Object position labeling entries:
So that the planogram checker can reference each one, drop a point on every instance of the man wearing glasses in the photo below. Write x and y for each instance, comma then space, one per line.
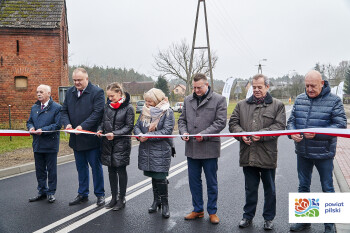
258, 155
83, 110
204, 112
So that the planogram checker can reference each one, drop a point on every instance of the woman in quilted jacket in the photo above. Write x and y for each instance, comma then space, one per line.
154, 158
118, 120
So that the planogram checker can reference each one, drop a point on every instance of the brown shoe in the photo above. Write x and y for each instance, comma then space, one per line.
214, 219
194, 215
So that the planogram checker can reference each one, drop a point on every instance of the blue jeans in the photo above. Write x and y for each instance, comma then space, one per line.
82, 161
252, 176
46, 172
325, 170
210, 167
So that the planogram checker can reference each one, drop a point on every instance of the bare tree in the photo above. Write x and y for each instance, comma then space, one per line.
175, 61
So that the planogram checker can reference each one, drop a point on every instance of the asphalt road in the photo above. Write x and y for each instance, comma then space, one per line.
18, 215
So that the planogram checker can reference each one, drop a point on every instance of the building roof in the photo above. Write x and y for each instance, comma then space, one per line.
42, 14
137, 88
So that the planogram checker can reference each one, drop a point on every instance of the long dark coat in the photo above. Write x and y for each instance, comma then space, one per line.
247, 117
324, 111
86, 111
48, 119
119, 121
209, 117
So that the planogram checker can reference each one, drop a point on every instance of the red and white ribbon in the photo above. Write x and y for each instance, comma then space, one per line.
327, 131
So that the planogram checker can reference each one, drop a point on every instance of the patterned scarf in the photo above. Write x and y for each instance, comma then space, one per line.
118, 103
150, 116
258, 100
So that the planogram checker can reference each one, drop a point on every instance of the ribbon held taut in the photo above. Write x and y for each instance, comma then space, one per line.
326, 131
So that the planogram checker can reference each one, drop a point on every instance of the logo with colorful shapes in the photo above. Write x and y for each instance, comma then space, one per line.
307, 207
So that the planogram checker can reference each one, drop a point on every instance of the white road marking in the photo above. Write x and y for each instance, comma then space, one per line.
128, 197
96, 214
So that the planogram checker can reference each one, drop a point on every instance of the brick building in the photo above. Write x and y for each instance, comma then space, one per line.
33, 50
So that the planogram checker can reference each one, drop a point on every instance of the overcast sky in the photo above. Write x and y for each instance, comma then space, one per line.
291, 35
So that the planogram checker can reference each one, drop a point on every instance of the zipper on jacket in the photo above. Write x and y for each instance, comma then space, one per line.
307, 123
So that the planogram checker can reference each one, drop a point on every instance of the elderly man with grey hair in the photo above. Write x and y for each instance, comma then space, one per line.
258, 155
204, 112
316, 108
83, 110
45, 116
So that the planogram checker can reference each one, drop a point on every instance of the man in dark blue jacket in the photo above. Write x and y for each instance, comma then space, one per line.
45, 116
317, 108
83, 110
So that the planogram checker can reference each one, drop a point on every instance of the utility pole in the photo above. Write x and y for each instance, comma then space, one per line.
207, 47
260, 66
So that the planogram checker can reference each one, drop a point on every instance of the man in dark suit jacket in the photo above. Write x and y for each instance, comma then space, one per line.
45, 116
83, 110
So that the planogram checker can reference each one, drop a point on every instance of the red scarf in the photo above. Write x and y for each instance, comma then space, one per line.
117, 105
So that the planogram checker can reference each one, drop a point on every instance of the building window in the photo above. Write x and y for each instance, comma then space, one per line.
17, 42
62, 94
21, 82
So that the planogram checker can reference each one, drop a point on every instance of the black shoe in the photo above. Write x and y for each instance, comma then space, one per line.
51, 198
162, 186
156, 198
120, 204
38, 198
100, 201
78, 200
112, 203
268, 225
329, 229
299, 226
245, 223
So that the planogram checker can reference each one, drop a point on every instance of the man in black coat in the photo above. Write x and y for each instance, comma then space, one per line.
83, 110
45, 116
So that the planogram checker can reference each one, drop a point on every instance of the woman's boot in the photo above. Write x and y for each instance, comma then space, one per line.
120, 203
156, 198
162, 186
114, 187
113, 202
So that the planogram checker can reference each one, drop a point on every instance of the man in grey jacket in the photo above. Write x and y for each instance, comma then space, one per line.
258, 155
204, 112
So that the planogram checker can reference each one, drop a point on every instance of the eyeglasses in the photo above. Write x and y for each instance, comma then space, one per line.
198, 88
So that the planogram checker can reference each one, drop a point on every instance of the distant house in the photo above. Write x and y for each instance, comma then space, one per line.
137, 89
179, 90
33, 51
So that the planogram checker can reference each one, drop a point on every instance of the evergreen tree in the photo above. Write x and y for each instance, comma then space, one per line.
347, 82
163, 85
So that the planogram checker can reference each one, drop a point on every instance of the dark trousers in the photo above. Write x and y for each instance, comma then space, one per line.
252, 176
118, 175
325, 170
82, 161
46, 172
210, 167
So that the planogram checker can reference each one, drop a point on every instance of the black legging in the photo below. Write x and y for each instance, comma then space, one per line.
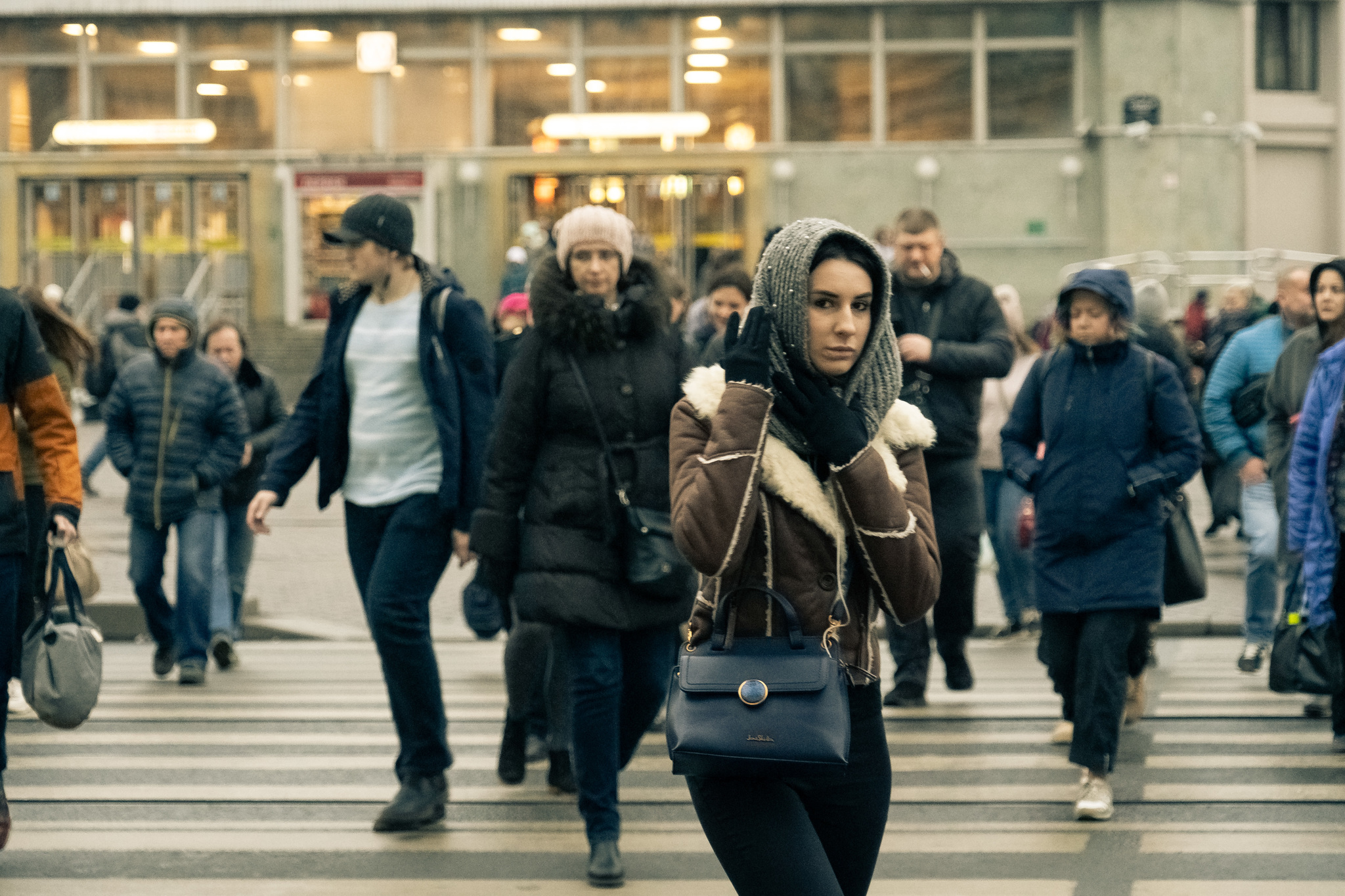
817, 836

> _What the task requires_
Repeat every one of the entries above word for word, but leave out the pictures.

> _The result_
So that the planogram checker can reference each one, drop a point on every instance of the man wearing glasses in the photo below. Write x and y for each instance, comma then space, one per line.
258, 155
83, 110
204, 112
So that the planogram checker can reference each one, drop a point on every instance of the woman in quilted jacket in the photo above. Write x and y for each instance, comma then space, one per line.
154, 158
118, 120
So that the planogram checker can reference each one, drop a point on every instance of the brown shoe in the photo above. Write x and y for each instance, comma then space, one per line.
214, 219
194, 215
So that the planogram checker can reference each one, drop a point on every instance of the blue jeans in the photo above. Write x and y for each instance, comma then space, one per line.
82, 161
252, 176
46, 172
325, 170
210, 167
So that the planogram checker can reference each one, drop a point on every instance of the bare tree in the photo above. Write x and y for each instance, comma then space, one per line.
175, 61
So that the planogram checker can reference each one, drop a point on every instance of the asphalt road in the photo above. Write x and y for each instance, comma then space, one per line.
18, 215
So that the planogram checker can reference each one, drop a point on every instance of the building roof in the photo above. Write x and y for each instance, comma then space, one per line.
42, 14
137, 88
So that the planogram checker can reference each one, drop a point on every instance of the long dark coat in the photo above. Write x and y for each instance, comma then space, one per line.
247, 117
324, 111
86, 111
48, 119
119, 121
209, 117
So that the planogram checker can reference each one, drop a point on every instance of the red and white ribbon in the photo above. Write x and y for each instance, comma then space, one per line.
327, 131
So that the planogram checker can reference each one, drop a point on every instance of the patterned scarf in the photo above. Write x and y for each instance, comma then space, one per line.
118, 103
150, 116
258, 100
So that the planogram checker can reference each one, drop a point on every instance of the ribbon held taut in the photo above. Write x and y for each instance, comma then space, one per line.
326, 131
So that the planogram checker can reference each one, drop a point on every instance of the logo with colorful shapes in the photo above. Write x and y for each instance, comma then space, one per line.
307, 207
So that the planogram checker can reference each one, drop a point on every instance of the white road marking in the photo above. Write x and y for each instance, comma then space, one per line.
128, 197
96, 214
So that the planogram checker can reference each one, drop a point on every instance of the brick building in the photo above. Write x and y for each instance, comma then space, one per line.
33, 50
So that the planogram checker can reference each one, drop a point on every instance of the overcast sky in the photo above. Write x and y for each instance, comma then space, one per line.
291, 35
So that the planogram checker can reference each one, drop a point on every instance of the zipper on jacket in the photo above. Write x and y for each instance, comma then space, one per line.
307, 123
So that the planogram checker can reference each one, drop a point on every instance of the elderly man with grey hair in the photo above. Write x and y for each instance, comma then space, one per line.
258, 155
204, 112
316, 108
83, 110
45, 116
So that the planogram checker can reference each one, drop a point on every instance of the man in dark blue jacket in the photo above. Write x and y for each instance, comma then space, one per line.
45, 116
317, 108
83, 110
So that the planogram checker can reference each one, drop a point on every instance of the utility pole in the photo above. Write x and y for each instance, comma then space, one per line.
207, 47
260, 66
So that the planogram checker can reference each one, drop a point on every instance of the man in dark suit jacket in the photo above. Write x and y for each instance, comma then space, one per line.
45, 116
83, 110
So that the planogram checker can reference each one, drop a point on every instance of the red scarf in the photo above. Write x and y for each instance, comma then space, one per line.
117, 105
So that the planogram checker can reference each one, drop a point on every instance of the building window in the photo above. Write x and y for each instance, comma then space, one per line.
17, 42
62, 94
21, 82
So that the planogram checker can reference each one, drop a point on every instance of the black shoe in the photo above. Write x and y for each instance, comma then space, one per line.
51, 198
162, 186
156, 198
120, 204
38, 198
100, 201
78, 200
112, 203
268, 225
329, 229
299, 226
245, 223
So that the planogram checker can reference each one, drop a point on every instance of the man in black coat in the photo above. Write x and y for each instance, comma then space, one per line.
83, 110
45, 116
So that the planogram checker can reference each one, drop a point on every instance of the woman's boot in the photo above. Write x and y for each instance, comma then space, one per line.
120, 203
156, 198
162, 186
114, 187
113, 202
So that the planogram checker can reference each one, drop a point on every instance of the man in grey jacket in the photo above. Write x and y for each instance, comma then space, one per line.
258, 155
204, 112
So that the planogram checker can reference each one, drop a point on every instance of the eyeglasses in the photo above. Write x and y for each instance, comma then space, one per line.
198, 88
So that the planogram checker can reference each one, drop a point on every instance of the distant house in the photo above. Write x and y for each instance, comma then space, one per line.
137, 89
179, 90
33, 51
So that the planogram checker can reference each one, drop a point on every instance of the evergreen tree in the photo above. Write x and y for each instance, comma then space, one per line.
347, 82
163, 85
So that the planogram checker can reference each one, drop a point on every instance of the dark trousers in the photo above. Write x and y for each instance, comma then space, one per line.
252, 176
118, 175
325, 170
82, 161
46, 172
210, 167
So that the planogram checker can reference each one, drop a point on every instance of the black legging in the photo below. Write x and y for each instance, comma then space, one per line.
817, 836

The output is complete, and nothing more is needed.